*What to work on*.
a. What was the percentage increase in U.S. dry gas production from 2012 to 2013, according to the natural gas discussion?
b. In the natural gas discussion, repeat the passage between "U.S. natgas marketed production has" and "counting of hydrocarbons.", inclusive.
c. Translate this sentence from the natural gas discussion into Spanish: "To put 5.8 TCF in perspective, 2012 dry natgas production from Canada was 5.1 TCF."

*Article*.
U.S. natgas marketed production has risen from 18.9 TCF in 2005 (your gibberish all liquids petroleum baseline year) to 25.6 TCF in 2013 or 31%.
http://www.eia.gov/dnav/ng/hist/n9050us2A.htm
Are you saying that U.S. natgas marketed production will be materially less than 25.6 TCF in 2014? If so, how much on a volume basis!
The problem with using the marketed natgas production number is that it’s a form of double counting, since it counts NGL’s (which have not yet been extracted) as gas production. Processed NGL’s are also counted as part of total liquids production. Dry (processed) natgas production is the best measure of gas delivered to consumers, and it does not result in double counting of hydrocarbons.
Current EIA data show that dry processed natgas production rose from about 18 TCF/year in 2005 to 24 TCF/year in 2013. Note that even with a constant decline rate, the annual volume of gas lost to production declines increased by 33% from 2005 to 2013. However, a reasonable estimate is that the decline rate from existing production easily doubled, from about 12%/year in 2005 to the Citi Research estimate of 24%/year in 2013. In turn, this would imply that the annual volume of gas lost to production declines rose from about 2.2 TCF/year in 2005 to 5.8 TCF/year in 2013. To put 5.8 TCF in perspective, 2012 dry natgas production from Canada was 5.1 TCF.
I would also note that virtually all of the dry processed US natgas production put on line since late 2011 has only served to offset declines from existing production, keeping us on a production plateau of about 66 BCF/day. As noted above, given the apparent revisions to prior estimates (and given some very large regional declines in production, e.g., Louisiana and the Gulf of Mexico), it’s entirely possible that 2013 and 2014 dry processed natgas production will be below the 2012 production rate.
Are you saying that U.S. natgas marketed production, as previously linked, will be materially less than 25.6 TCF in 2014? If so, how much on a volume basis?
I will repeat this exercise annually, if you are insistent.
marmico,
I was going by marketed production, but as Jeff pointed out, it has NGLS in it. Dry gas production in the U.S. increased from 24.05 Tcf in 2012 to 24.28 Tcf in 2013.
This was a paltry 0.8% increase YOY. This is by far the lowest annual percentage increase since 2005. We had a 7.8% increase in 2011 and 4.8% increase in 2012.
I believe 2014 Dry gas production will be less than 2013…. probably the year the U.S. peaks in natural gas production.
steve
Lotsa vacant houses out there. Consumption might be down — though I had it pointed out to me the other day that to prevent pipes freezing and water damage, even vacant houses have to be heated.
Given how hard it is to export gas, looking at volumes only doesn’t tell you much. There’s nowhere for the extra gas to go, so you can’t just track it like how you track the Bakken. What is happening is that Marcellus shale gas is essentially displacing conventional US and Canadian gas.

Records from a point labeling set
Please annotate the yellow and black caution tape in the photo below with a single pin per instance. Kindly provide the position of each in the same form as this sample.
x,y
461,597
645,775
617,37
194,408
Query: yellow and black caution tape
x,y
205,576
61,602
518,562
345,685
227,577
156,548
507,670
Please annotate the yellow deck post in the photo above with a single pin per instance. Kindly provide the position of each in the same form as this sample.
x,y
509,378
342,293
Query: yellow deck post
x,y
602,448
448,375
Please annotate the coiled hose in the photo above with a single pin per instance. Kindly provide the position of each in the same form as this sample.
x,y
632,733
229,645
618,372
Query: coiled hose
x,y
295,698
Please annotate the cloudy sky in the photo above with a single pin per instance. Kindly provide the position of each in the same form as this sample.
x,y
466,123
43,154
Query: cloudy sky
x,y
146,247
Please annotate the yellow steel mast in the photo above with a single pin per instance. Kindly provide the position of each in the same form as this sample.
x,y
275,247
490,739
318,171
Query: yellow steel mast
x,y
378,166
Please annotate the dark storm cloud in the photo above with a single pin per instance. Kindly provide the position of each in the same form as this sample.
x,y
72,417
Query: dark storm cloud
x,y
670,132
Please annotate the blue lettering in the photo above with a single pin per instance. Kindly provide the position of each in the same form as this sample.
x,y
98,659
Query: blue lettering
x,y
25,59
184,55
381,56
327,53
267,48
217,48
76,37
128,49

*Outputs*.
a. 0.8%

b.
U.S. natgas marketed production has risen from 18.9 TCF in 2005 (your gibberish all liquids petroleum baseline year) to 25.6 TCF in 2013 or 31%.
http://www.eia.gov/dnav/ng/hist/n9050us2A.htm
Are you saying that U.S. natgas marketed production will be materially less than 25.6 TCF in 2014? If so, how much on a volume basis!
The problem with using the marketed natgas production number is that it’s a form of double counting, since it counts NGL’s (which have not yet been extracted) as gas production. Processed NGL’s are also counted as part of total liquids production. Dry (processed) natgas production is the best measure of gas delivered to consumers, and it does not result in double counting of hydrocarbons.

c. Para poner 5,8 TCF en perspectiva, la producción de gas natural seco de Canadá en 2012 fue de 5,1 TCF.